Send back the records in full, character for character.

□ □ □ □

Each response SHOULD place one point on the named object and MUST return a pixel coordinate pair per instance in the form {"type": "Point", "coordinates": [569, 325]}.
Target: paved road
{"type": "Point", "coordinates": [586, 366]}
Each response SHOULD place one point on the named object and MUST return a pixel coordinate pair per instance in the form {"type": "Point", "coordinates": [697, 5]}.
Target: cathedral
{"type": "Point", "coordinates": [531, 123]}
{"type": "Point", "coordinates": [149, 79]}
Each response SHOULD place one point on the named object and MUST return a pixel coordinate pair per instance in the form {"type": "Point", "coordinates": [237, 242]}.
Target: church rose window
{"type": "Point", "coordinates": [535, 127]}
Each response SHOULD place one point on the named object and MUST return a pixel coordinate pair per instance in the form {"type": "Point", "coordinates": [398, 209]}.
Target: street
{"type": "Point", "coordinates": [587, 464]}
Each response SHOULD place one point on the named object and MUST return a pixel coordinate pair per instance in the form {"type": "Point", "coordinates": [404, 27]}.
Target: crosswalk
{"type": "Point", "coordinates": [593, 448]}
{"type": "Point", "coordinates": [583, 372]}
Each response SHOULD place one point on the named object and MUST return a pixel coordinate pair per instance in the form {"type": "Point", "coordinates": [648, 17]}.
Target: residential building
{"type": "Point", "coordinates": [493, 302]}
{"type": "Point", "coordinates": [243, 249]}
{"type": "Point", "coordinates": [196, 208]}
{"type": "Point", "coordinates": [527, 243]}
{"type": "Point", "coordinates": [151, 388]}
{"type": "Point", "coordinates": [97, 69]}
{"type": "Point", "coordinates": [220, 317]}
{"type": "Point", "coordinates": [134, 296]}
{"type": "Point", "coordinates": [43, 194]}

□ □ □ □

Result of the exercise:
Each response SHOULD place one point on the named object and MUST return a pixel coordinate pair per instance in the form {"type": "Point", "coordinates": [569, 325]}.
Target: paved road
{"type": "Point", "coordinates": [586, 366]}
Each response SHOULD place one point on the named object and MUST return a pixel coordinate pair per instance in the form {"type": "Point", "coordinates": [697, 5]}.
Target: cathedral
{"type": "Point", "coordinates": [531, 123]}
{"type": "Point", "coordinates": [149, 79]}
Each response SHOULD place one point on the named object and MUST return a pixel coordinate pair per instance in the form {"type": "Point", "coordinates": [237, 242]}.
Target: church rose window
{"type": "Point", "coordinates": [535, 127]}
Each response SHOULD place one point on the named object and MUST return a pixel coordinate pair per instance in the form {"type": "Point", "coordinates": [398, 209]}.
Target: street
{"type": "Point", "coordinates": [587, 464]}
Each response SHOULD place one point on the named object and MUST return a pixel coordinate pair per instance in the form {"type": "Point", "coordinates": [404, 27]}.
Target: crosswalk
{"type": "Point", "coordinates": [593, 448]}
{"type": "Point", "coordinates": [583, 372]}
Each response SHOULD place one point on the named object and MUST return a pixel coordinate pair per instance in the form {"type": "Point", "coordinates": [648, 17]}.
Target: residential building
{"type": "Point", "coordinates": [493, 302]}
{"type": "Point", "coordinates": [243, 249]}
{"type": "Point", "coordinates": [196, 208]}
{"type": "Point", "coordinates": [527, 243]}
{"type": "Point", "coordinates": [151, 388]}
{"type": "Point", "coordinates": [97, 69]}
{"type": "Point", "coordinates": [220, 317]}
{"type": "Point", "coordinates": [134, 296]}
{"type": "Point", "coordinates": [43, 194]}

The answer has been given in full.